_Directive_:
Answer these questions from the text on ICF window bucks below:
(a) Over how many years have companies been developing bucking systems designed specifically for ICFs?
(b) What four major variables will the choice of bucking material likely revolve around?
(c) For how long have bucks made from dimensioned lumber been used with masonry and concrete?

_Quoted text_:

For many years, ICF contractors faced a simple choice when it came to window bucks: wood or vinyl. But over the past five years, a number of companies have developed systems specifically designed for ICFs that offer unique advantages. Today, building owners can choose from a wide range of bucking materials, including lumber, OSB, vinyl, EPS, steel, even combinations of these materials.

Each of these materials has advantages, and the choice will likely revolve around four major variables: cost, durability, labor savings, and insulation.

Wooden Bucks
Bucks made from dimensioned lumber have been used in conjunction with masonry and concrete for more than 100 years, so it’s only natural that pressure treated lumber was used for the very first ICF projects.

       It’s still a popular choice because it’s cheap, easy to work with, and readily available. Construction crews know how to build, square and brace wooden bucks. Window installers have no difficulty working with them, either. The insulation value is usually more than adequate.

That said, wood does have disadvantages. It’s heavy. Boards are subject to rot, warpage, and splitting. In termite-infested areas, they provide a pathway for insects to enter the dwelling. Of the five different materials covered in this article, wooden bucks are the most labor-intensive material.

Keep in mind that it’s rare for dimensioned lumber to match the width of the ICF wall, so that means additional labor sawing the boards to the right width and associated waste. The preservatives used to treat wood only extends 1/16 to 1/8 deep, so each cut exposes untreated wood to the elements.

Stored data entries:
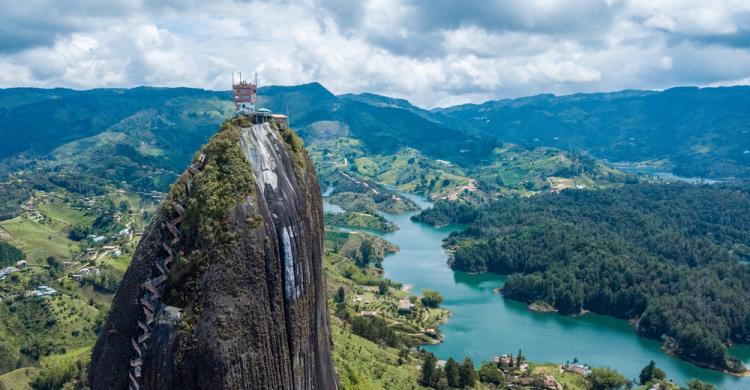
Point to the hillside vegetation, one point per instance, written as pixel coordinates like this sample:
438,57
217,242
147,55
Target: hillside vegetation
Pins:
700,132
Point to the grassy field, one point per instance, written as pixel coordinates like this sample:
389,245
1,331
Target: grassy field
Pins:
362,364
19,379
569,380
40,240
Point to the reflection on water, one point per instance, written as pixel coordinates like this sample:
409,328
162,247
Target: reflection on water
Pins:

_Reply_:
(a) The past five years.
(b) Cost, durability, labor savings, and insulation.
(c) More than 100 years.